## START

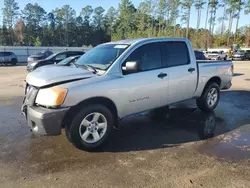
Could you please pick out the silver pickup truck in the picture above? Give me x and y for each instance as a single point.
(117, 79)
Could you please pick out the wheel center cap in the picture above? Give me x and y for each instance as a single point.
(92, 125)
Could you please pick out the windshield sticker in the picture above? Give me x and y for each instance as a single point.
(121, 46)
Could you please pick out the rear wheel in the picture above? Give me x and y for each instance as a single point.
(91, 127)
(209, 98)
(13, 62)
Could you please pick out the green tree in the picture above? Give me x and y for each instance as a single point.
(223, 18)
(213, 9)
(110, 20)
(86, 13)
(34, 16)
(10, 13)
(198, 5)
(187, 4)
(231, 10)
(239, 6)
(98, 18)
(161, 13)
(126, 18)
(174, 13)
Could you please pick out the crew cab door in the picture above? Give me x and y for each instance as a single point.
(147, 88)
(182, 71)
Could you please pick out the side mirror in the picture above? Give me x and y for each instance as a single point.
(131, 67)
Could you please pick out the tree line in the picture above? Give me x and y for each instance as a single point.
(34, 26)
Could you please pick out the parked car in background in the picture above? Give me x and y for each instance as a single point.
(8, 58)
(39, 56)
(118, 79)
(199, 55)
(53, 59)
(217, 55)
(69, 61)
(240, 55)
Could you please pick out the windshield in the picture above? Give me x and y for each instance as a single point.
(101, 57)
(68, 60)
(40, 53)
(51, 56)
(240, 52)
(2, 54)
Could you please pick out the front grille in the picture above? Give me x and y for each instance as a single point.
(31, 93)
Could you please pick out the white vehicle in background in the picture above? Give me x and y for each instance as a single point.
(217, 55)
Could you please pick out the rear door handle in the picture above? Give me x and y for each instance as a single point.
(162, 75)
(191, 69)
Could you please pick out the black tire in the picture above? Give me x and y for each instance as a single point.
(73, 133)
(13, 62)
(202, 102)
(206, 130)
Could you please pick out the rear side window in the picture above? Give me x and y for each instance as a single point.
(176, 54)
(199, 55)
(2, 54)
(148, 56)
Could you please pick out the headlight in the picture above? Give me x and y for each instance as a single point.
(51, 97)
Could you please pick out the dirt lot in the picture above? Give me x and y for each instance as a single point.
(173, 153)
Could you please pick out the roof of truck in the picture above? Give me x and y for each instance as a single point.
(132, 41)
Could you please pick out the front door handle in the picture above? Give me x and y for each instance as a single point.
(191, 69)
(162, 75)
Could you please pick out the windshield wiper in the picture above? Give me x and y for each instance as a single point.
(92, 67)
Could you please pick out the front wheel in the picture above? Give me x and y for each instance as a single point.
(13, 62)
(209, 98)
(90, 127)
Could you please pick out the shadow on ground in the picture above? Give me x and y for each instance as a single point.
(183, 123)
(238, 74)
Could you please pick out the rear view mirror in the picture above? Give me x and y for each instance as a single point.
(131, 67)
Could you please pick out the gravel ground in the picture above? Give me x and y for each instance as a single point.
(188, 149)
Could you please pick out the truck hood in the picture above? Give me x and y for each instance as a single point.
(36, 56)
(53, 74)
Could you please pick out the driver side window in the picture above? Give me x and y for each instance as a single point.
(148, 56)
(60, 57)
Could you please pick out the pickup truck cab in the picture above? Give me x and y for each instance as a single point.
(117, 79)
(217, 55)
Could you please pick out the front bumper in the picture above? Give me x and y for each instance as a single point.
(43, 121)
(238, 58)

## END
## START

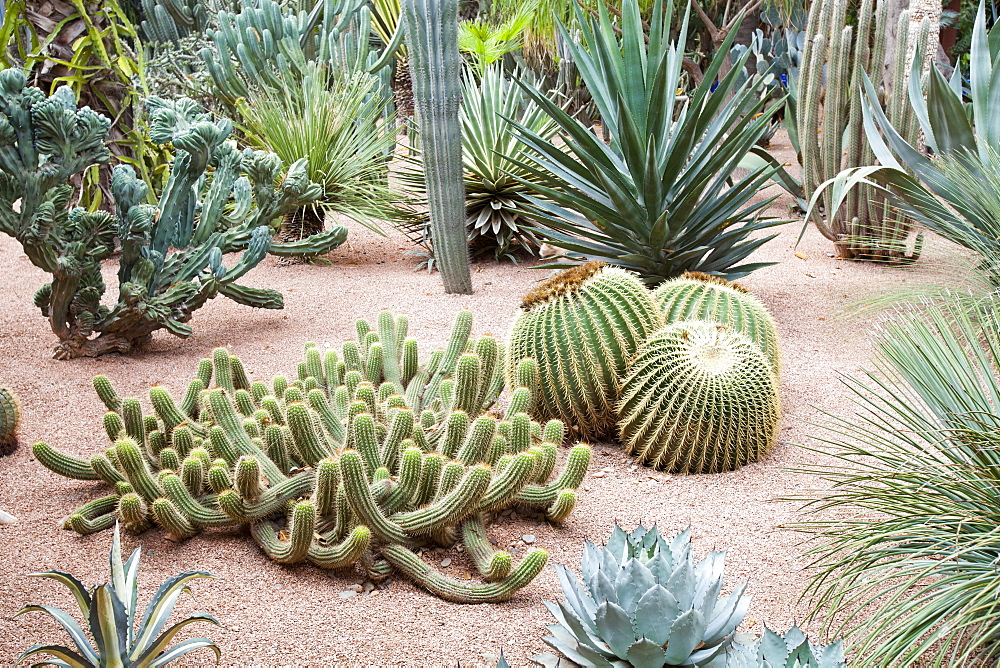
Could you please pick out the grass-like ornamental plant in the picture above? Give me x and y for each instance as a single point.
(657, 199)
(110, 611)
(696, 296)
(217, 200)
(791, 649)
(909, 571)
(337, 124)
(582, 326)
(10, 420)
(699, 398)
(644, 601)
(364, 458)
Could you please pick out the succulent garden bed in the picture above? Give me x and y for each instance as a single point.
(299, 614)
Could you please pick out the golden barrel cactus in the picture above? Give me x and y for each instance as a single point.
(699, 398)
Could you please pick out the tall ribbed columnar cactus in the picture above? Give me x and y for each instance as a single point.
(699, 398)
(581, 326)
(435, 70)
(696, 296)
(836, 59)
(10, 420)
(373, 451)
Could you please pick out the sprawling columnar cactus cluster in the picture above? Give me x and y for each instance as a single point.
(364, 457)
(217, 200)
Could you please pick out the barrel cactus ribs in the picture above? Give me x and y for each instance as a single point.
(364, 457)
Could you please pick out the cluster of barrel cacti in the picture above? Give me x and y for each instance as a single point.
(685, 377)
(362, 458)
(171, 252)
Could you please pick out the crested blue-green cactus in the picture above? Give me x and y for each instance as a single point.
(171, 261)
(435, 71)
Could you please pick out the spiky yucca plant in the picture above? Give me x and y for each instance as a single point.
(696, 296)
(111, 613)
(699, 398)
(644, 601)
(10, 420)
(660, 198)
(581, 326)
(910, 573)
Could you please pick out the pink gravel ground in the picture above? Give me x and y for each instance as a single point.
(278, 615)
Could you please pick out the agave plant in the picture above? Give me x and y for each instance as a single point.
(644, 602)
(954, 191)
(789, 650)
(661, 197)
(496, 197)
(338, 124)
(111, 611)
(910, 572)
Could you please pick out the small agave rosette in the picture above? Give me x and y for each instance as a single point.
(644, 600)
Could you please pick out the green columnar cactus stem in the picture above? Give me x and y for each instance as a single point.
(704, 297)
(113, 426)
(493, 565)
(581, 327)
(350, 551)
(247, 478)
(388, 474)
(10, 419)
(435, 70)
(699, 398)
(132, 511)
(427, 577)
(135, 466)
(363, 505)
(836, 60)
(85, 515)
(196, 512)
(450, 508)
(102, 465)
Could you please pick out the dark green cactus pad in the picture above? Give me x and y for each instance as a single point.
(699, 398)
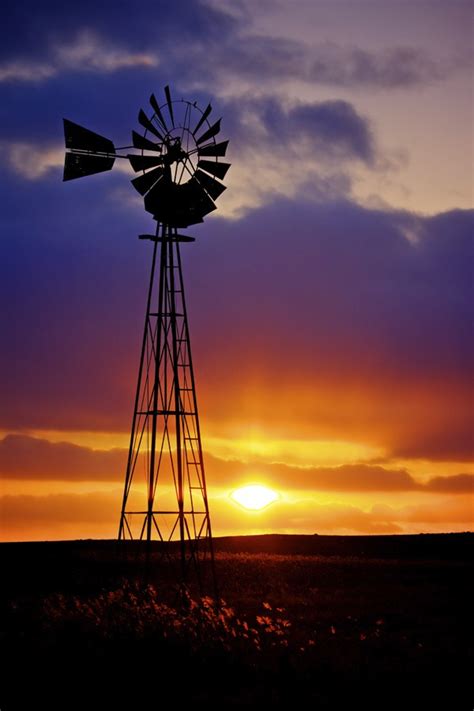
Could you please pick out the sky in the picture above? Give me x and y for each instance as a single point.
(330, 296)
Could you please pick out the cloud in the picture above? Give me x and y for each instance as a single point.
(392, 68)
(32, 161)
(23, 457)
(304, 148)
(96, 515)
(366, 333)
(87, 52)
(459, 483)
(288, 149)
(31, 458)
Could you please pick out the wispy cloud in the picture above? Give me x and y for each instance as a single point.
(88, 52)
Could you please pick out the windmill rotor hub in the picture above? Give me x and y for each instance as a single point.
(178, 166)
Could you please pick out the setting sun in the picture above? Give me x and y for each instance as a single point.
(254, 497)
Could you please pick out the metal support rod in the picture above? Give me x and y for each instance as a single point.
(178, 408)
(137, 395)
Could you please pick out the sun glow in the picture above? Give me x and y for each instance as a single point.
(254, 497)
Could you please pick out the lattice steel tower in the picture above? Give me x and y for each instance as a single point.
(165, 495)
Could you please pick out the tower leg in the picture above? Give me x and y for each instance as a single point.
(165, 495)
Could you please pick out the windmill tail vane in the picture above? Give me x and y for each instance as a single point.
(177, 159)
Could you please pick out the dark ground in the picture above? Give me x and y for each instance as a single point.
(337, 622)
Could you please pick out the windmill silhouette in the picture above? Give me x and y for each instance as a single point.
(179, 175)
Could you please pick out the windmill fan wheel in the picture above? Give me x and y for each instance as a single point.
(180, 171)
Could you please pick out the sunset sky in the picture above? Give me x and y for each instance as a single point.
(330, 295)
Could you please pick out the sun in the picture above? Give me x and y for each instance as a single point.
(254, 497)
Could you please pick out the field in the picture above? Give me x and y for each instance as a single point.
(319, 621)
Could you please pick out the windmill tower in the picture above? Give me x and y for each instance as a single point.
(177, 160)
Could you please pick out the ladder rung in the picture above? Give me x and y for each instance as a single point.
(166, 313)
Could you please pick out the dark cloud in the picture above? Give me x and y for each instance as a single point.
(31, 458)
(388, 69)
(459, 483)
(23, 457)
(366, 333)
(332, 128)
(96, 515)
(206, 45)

## END

EXERCISE DETAILS →
Gather every line of the entries above that contains the string "agave", copying each line in full. Case counts.

TASK ANSWER →
Could you please pick out the agave plant in the picture above? Give me x and y for each instance as a single point.
Could you please pick out the small agave rosette in the picture above? Give me x and y for each instance as a single point.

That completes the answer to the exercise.